PROVIDED DATA =>

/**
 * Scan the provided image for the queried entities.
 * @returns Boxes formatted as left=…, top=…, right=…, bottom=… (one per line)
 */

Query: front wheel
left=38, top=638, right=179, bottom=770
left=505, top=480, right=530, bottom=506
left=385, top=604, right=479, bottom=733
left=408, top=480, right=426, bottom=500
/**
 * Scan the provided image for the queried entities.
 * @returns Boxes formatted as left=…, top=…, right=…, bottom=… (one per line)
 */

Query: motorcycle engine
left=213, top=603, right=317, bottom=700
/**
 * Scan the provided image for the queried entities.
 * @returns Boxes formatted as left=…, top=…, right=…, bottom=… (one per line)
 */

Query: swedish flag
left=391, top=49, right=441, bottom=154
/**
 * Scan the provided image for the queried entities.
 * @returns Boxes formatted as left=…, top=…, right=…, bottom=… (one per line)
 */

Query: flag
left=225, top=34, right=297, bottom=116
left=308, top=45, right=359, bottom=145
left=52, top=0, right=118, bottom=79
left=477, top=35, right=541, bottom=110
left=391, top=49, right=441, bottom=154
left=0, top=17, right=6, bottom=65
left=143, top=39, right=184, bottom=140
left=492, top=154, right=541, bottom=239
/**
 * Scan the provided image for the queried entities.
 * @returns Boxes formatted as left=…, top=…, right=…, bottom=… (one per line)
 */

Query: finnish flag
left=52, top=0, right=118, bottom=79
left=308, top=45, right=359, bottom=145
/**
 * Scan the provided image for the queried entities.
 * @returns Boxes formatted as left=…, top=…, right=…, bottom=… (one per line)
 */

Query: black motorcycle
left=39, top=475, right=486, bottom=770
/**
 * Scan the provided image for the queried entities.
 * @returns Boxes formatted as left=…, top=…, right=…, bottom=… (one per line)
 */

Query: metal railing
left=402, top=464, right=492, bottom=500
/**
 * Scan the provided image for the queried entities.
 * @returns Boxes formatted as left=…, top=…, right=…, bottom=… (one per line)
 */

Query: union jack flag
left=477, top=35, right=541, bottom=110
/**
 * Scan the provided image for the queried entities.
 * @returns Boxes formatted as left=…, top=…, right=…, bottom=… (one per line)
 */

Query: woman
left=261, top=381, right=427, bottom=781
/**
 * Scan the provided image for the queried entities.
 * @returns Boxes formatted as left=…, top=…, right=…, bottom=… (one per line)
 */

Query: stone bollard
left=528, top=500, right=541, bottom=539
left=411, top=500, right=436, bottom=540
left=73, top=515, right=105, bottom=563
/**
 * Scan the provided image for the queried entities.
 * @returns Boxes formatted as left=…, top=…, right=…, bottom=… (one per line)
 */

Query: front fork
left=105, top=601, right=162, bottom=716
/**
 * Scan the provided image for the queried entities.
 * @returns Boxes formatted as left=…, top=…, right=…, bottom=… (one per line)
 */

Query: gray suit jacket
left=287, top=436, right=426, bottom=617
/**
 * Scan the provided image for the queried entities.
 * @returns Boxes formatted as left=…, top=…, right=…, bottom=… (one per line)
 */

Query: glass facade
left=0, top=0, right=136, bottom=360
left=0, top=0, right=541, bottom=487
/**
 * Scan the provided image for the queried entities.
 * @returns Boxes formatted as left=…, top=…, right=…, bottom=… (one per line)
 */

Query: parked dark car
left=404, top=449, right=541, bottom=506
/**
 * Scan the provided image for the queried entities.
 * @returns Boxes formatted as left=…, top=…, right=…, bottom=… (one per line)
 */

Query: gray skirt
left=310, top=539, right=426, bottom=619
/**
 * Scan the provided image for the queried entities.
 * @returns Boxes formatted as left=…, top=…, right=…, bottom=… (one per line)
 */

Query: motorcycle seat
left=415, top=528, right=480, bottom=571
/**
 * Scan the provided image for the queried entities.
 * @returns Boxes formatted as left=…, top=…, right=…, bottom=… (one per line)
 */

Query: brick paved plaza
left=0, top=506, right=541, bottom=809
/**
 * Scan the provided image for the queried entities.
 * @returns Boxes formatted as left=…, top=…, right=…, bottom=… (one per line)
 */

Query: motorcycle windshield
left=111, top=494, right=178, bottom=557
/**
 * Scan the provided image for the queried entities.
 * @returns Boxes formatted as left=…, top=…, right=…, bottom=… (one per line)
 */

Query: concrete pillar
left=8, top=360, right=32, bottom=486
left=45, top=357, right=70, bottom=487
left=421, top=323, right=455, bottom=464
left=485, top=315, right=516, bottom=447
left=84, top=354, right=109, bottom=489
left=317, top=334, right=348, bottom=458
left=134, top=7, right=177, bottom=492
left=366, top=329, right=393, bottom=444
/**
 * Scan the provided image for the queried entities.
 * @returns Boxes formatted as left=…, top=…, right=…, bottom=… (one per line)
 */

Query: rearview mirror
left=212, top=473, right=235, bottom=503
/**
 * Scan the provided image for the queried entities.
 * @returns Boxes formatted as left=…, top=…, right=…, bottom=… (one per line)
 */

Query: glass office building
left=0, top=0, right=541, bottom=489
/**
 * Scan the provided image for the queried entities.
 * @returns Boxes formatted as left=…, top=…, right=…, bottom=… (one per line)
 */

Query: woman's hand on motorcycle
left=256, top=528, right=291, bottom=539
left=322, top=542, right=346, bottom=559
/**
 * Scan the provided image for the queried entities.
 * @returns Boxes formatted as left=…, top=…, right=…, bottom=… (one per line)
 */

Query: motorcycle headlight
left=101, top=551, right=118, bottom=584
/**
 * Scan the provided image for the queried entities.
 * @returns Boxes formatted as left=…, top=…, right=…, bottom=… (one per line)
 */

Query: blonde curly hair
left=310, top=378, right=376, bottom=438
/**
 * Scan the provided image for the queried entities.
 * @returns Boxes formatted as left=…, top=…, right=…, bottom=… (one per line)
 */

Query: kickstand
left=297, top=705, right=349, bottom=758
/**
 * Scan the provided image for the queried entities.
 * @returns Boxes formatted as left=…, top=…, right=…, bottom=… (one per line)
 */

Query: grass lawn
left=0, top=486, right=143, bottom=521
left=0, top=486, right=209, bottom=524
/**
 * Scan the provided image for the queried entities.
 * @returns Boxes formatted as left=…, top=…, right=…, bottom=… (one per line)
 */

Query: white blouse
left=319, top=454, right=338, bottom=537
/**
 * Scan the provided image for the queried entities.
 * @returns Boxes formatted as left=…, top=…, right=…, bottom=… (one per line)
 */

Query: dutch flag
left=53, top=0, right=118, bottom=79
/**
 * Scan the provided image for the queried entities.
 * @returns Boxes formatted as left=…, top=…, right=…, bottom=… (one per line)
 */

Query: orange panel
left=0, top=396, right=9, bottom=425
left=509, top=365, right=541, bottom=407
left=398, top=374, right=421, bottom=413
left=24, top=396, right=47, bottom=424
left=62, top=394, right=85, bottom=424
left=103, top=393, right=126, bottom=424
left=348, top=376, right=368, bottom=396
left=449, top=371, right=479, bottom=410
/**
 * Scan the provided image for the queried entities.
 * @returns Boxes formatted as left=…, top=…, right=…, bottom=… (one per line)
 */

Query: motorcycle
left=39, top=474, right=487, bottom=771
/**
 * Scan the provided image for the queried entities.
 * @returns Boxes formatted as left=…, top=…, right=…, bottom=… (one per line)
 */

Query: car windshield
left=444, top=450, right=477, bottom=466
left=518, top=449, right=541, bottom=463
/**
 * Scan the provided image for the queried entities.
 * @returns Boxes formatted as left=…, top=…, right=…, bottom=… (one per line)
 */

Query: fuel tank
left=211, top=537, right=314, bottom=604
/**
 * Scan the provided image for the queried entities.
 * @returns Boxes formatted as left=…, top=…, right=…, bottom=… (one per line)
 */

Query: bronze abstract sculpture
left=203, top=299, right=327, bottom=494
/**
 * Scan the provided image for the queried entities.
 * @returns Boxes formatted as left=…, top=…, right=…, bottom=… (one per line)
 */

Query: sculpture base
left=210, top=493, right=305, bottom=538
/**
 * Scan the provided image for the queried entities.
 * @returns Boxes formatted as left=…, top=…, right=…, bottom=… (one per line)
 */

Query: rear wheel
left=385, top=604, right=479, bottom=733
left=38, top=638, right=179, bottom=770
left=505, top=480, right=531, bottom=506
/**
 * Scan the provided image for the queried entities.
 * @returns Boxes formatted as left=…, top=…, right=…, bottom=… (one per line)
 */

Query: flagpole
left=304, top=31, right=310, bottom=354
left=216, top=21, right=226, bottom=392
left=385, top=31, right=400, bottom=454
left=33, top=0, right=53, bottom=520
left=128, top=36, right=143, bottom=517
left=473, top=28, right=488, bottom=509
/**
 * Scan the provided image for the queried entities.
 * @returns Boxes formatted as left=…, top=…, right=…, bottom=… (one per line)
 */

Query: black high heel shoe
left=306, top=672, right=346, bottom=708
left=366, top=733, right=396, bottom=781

EXERCISE AIM => Reproduce every line from the start of the entries through the line containing "left=505, top=480, right=530, bottom=506", requests included, and add 146 to each box coordinate in the answers. Leave every other line and number unchanged.

ANSWER =>
/**
 * Scan the provided image for the queried entities.
 * @returns Boxes formatted as left=…, top=…, right=…, bottom=… (one per line)
 */

Query: front wheel
left=184, top=784, right=325, bottom=916
left=651, top=626, right=676, bottom=652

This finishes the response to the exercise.